Extrait du document
☆ ☆ ☆ ☆
Audi Le Mans quattro de 2003 – Coulisses de sa conception

Audi Le Mans quattro de 2003 – Coulisses de sa conception

L’Audi Le Mans quattro est la première voiture de son genre : une voiture de sport haute performance aussi à l’aise sur route pour une utilisation quotidienne dans une ambiance luxueuse que sur circuit. Elle a été développée dans des conditions de secret absolu, selon la philosophie d’Audi selon laquelle même un show-car doit être proche de la réalité et pleinement fonctionnel. Onze mois seulement se sont écoulés entre les premières esquisses de design et ses débuts sensationnels au salon automobile de Francfort 2003. Le concept de la voiture indiquait la direction qu’ont pris les développements futurs d’Audi, avec sa combinaison d’un design stimulant et de l’ensemble du savoir-faire automobile et technique de la marque. Mais comment naît un show-car comme l’Audi Le Mans quattro?

Notre première source d’information est Dirk Isgen, ancien responsable du développement de concept cars chez AUDI AG.

Il a déclaré : « Après le Pikes Peak quattro et le Nuvolari quattro, c’est le troisième concept car Audi à apparaître cette année [2003]. C’est la preuve de notre futur idiome formel et de la politique de modèle de la marque. C’est une voiture de sport pur-sang à moteur central, concept qui offre pour la première fois les caractéristiques techniques de la voiture de compétition victorieuse – l’Audi R8 – pour une conduite sur route. Vous pouvez imaginer que nous sommes doublement satisfaits lorsque les fonctionnalités innovantes de haute technologie sur une voiture comme celle-ci s’avèrent bien fonctionner et que la voiture peut être conduite. »

L’Audi Le Mans quattro possède certainement un grand nombre de nouvelles caractéristiques techniques, par exemple son éclairage innovant à LED, sa structure de cadre en aluminium avec une carrosserie renforcée en fibre de carbone et en matériau composite, son affichage numérique du cockpit, le moteur V10 biturbo de 5,0 litres à injection directe essence FSI et le nouveau concept de suspension magnétique Audi – toutes les technologies visionnaires qui sont bien plus qu’un aperçu d’un avenir lointain, car elles peuvent être échantillonnées en pratique dans ce concept car.

Il n’a fallu que onze mois à l’équipe pour concevoir et construire cette voiture avec sa technologie de pointe de haute qualité. Ce calendrier serré était un rêve et un cauchemar à la fois pour la petite équipe de développement constituée par le chef de projet global Bernhard Voll (technique) et les chefs de projet Rüdiger Kiehn (design), Frank Lamberty (design extérieur) et Jens Sieber (design intérieur).

Lamberty a commenté : « Assumer la responsabilité d’une voiture complète est une perspective très attrayante, mais avec un calendrier comme celui-ci, la pression et le stress sont beaucoup plus sévères. Vous devez apprécier ce que vous faites! »
☆ ☆ ☆ ☆
Données fournies
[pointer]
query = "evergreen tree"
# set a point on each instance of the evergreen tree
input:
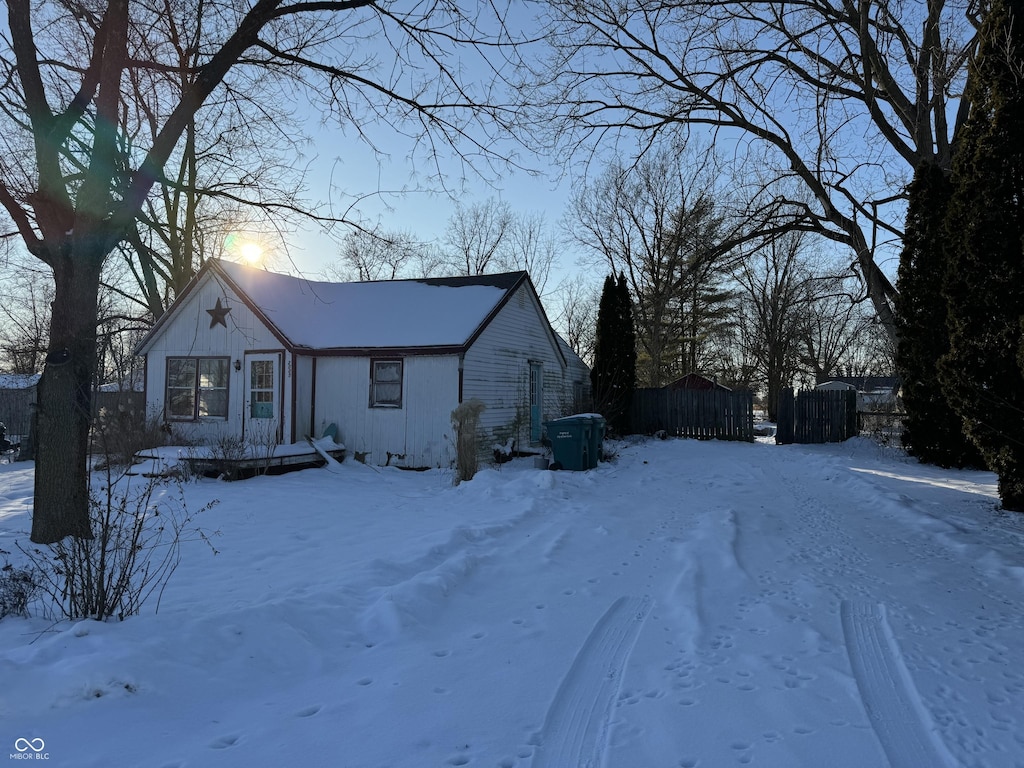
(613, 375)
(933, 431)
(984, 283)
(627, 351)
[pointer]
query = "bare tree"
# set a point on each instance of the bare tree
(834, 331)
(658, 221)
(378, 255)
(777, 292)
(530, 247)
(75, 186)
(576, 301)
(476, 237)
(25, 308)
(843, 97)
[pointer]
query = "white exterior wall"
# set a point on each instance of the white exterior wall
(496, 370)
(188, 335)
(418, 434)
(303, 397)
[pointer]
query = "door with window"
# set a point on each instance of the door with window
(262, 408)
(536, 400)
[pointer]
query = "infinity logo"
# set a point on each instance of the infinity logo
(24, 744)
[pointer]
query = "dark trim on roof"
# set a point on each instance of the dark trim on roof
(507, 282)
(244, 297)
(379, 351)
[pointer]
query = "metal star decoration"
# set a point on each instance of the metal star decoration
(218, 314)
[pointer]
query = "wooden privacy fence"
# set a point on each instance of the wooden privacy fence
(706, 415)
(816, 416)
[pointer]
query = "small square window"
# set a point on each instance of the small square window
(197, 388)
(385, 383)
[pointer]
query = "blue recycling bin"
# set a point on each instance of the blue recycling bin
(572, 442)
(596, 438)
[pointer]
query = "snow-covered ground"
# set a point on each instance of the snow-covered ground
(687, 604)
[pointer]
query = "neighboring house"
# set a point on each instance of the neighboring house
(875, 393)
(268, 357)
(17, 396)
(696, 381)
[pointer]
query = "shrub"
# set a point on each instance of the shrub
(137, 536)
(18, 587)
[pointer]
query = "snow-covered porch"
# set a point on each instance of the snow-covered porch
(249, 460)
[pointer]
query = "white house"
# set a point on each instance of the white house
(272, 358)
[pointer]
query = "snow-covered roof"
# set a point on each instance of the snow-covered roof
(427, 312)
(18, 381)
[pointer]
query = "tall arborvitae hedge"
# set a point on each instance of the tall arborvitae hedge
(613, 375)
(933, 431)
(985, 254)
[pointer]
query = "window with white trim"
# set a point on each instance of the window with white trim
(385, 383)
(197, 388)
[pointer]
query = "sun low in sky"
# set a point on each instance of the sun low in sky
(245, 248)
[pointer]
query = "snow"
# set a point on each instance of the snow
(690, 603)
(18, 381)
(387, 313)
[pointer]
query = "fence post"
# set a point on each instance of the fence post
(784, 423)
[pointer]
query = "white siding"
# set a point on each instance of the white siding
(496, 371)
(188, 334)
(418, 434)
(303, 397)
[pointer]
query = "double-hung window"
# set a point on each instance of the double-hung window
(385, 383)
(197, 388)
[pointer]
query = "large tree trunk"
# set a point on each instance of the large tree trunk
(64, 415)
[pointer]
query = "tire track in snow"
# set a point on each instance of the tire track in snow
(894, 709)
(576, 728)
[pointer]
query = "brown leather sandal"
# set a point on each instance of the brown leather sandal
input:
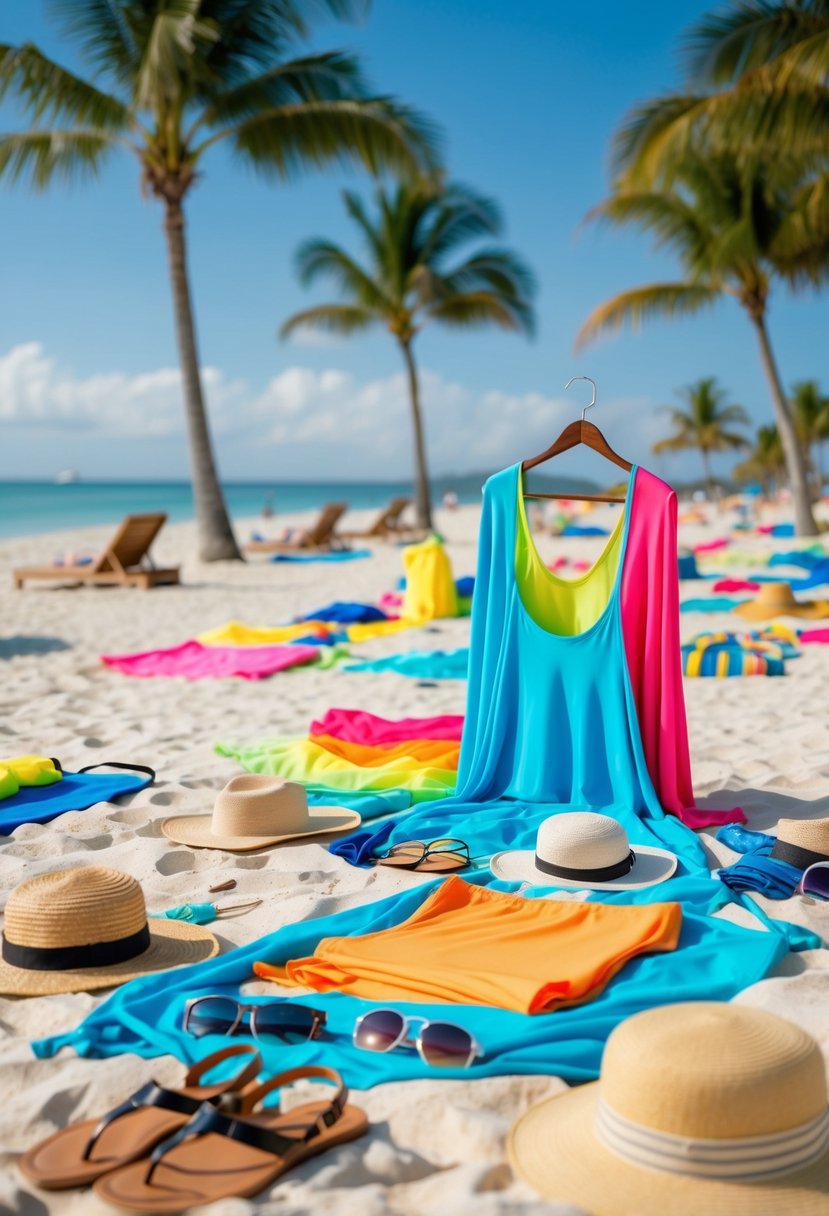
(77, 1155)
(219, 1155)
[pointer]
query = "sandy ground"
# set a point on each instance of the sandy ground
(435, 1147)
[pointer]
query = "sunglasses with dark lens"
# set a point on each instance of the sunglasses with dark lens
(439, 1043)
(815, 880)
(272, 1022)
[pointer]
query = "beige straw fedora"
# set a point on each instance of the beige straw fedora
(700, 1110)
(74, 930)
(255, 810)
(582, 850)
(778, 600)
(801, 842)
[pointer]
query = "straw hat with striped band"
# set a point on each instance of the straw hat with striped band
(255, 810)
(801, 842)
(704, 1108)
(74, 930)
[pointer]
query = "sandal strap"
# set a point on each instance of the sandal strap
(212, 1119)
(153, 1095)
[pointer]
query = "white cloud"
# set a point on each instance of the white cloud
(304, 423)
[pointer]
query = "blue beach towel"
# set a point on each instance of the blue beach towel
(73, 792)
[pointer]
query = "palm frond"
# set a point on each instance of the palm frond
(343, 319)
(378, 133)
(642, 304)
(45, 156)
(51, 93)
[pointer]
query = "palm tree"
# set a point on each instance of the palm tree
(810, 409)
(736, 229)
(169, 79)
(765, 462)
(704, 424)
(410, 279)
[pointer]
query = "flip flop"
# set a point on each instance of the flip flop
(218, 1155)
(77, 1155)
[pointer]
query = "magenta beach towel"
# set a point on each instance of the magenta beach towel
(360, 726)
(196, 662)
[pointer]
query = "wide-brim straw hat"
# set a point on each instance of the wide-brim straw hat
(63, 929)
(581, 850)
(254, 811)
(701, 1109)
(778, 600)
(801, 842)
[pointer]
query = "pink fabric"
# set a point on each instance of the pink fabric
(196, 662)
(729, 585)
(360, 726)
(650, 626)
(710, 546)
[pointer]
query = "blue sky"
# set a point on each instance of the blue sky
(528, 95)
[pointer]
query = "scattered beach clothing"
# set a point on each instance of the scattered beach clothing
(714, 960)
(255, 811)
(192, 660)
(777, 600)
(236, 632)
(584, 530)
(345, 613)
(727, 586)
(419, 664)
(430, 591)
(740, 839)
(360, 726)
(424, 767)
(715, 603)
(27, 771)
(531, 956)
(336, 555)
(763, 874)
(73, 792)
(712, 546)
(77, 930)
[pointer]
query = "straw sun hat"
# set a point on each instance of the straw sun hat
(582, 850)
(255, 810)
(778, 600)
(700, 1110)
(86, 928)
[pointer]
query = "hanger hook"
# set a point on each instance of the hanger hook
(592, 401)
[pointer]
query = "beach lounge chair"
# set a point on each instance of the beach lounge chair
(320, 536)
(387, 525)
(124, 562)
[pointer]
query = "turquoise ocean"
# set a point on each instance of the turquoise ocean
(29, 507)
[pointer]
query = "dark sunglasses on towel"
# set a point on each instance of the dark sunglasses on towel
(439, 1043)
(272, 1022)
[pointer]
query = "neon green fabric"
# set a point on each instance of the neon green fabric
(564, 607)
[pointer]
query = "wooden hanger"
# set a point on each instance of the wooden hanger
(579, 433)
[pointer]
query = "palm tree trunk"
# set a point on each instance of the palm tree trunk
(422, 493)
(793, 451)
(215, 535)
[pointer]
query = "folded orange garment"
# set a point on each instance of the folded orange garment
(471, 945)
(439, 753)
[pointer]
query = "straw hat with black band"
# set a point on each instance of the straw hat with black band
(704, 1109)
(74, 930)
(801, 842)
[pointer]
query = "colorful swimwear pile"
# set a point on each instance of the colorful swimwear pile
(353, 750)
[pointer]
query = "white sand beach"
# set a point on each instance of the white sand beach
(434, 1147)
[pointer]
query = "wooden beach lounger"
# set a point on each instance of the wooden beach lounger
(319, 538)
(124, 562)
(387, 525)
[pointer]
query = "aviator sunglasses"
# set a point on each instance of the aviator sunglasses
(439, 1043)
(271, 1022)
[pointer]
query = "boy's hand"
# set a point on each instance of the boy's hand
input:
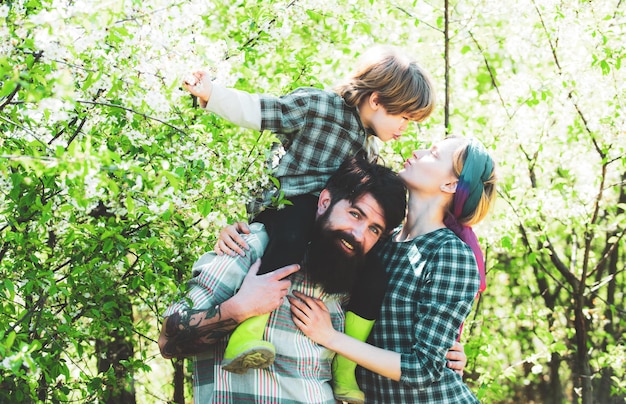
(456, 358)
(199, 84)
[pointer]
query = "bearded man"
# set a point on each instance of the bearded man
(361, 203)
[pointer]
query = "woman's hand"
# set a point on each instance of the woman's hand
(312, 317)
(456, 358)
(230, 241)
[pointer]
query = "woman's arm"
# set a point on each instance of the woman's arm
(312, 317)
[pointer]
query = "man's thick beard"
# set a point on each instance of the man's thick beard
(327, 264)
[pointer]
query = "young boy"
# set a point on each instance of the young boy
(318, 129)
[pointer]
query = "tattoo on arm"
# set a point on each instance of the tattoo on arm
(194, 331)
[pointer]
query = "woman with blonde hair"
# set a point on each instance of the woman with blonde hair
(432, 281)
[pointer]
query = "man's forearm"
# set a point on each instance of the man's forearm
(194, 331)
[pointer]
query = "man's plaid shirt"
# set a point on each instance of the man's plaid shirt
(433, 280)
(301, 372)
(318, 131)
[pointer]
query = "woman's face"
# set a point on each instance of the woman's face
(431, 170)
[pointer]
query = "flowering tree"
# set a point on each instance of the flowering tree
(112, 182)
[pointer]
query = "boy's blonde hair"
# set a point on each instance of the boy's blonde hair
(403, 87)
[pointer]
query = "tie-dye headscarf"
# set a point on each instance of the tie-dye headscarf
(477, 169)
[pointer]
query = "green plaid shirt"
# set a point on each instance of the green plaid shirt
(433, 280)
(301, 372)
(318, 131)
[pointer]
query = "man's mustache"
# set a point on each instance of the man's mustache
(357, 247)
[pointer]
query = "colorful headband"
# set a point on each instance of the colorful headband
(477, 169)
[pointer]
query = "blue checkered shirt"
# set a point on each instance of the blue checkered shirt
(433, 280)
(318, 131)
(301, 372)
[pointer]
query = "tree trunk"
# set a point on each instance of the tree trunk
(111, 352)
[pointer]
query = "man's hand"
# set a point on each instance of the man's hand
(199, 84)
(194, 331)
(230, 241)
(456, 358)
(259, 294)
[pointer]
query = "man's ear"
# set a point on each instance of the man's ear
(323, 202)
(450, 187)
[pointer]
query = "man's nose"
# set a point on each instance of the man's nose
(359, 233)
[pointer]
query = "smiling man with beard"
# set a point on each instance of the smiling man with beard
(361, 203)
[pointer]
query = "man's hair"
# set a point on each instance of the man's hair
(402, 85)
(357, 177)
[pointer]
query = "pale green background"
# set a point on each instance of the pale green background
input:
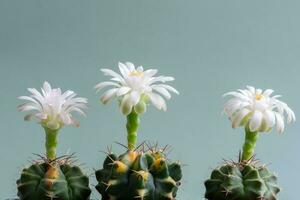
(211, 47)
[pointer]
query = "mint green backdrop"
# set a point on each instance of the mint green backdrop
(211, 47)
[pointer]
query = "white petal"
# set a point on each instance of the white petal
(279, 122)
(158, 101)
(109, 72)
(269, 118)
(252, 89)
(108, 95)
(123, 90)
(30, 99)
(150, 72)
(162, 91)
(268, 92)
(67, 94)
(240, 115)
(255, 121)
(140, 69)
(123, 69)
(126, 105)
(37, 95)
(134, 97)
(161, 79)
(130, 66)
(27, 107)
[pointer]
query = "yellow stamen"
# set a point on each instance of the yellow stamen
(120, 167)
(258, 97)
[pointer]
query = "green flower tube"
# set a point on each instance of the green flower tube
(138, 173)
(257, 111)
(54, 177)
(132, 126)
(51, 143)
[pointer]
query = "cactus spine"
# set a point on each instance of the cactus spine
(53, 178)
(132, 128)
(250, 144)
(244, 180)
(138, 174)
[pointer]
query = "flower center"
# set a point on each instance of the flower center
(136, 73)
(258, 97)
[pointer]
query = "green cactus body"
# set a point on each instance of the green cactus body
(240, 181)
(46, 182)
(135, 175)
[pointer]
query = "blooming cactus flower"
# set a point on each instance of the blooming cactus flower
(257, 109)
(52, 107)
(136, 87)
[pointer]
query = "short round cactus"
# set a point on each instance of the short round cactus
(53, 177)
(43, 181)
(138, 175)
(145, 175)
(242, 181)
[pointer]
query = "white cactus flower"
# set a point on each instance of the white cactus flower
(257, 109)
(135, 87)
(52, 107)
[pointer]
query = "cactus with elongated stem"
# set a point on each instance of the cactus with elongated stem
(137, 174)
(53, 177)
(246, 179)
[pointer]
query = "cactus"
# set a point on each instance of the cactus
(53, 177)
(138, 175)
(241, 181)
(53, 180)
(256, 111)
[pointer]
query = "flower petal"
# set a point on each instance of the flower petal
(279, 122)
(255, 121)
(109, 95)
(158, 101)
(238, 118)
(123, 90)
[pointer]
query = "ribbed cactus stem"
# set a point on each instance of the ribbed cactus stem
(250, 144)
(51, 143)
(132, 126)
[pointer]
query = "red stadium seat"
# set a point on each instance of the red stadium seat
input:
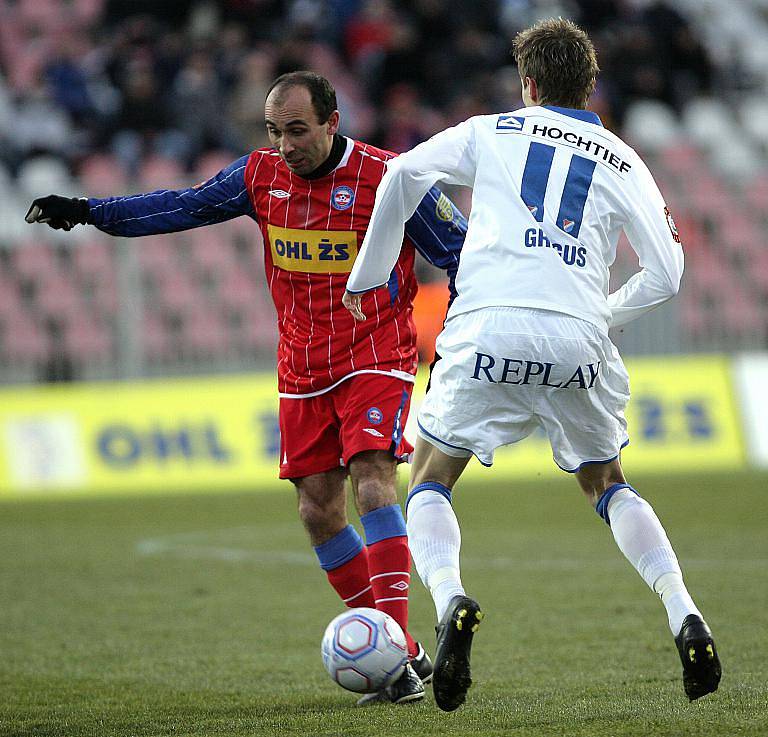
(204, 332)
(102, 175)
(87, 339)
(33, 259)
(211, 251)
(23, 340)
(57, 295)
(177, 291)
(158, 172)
☆ ☆ ☆ ☆
Consigne de travail
Prolongez le texte sur l'Audi Le Mans quattro à partir de sa dernière phrase. La liste provient d'une autre source que le texte sur l'Audi Le Mans quattro.

Résultat obtenu
Pour le projet Le Mans quattro, une équipe de base de huit employés Audi a été nommée, comprenant deux spécialistes techniques et six designers, mais avec le soutien supplémentaire de nombreux experts d’une grande variété de services internes Audi. A titre de comparaison, le temps de développement nécessaire pour une voiture de série est de l’ordre de 36 mois, et exploite toute la capacité en personnel disponible dans un grand groupe industriel. Pour l’Audi Le Mans quattro, les designers et les ingénieurs disposaient de moins d’un tiers de ce temps.

Sieber se souvient : « C’est comme si le processus de création de produit était accéléré, comme un vieux film. »

Bernhard Voll nous rappelle cependant que seule une petite équipe efficace serait en mesure de respecter un délai aussi serré : « Nous avons pu prendre des décisions rapidement et directement, puisque nous travaillions tous dans une grande salle, chaque membre de l’équipe était normalement disponible tout le temps et il n’y avait pas de niveaux de hiérarchie multiples à prendre en compte. » Son collègue Lamberty est d’accord : « La nécessité de prendre des décisions rapides était beaucoup plus grande en raison de cette énorme pression du temps, et nous avons donc pu obtenir des résultats tangibles beaucoup plus rapidement. »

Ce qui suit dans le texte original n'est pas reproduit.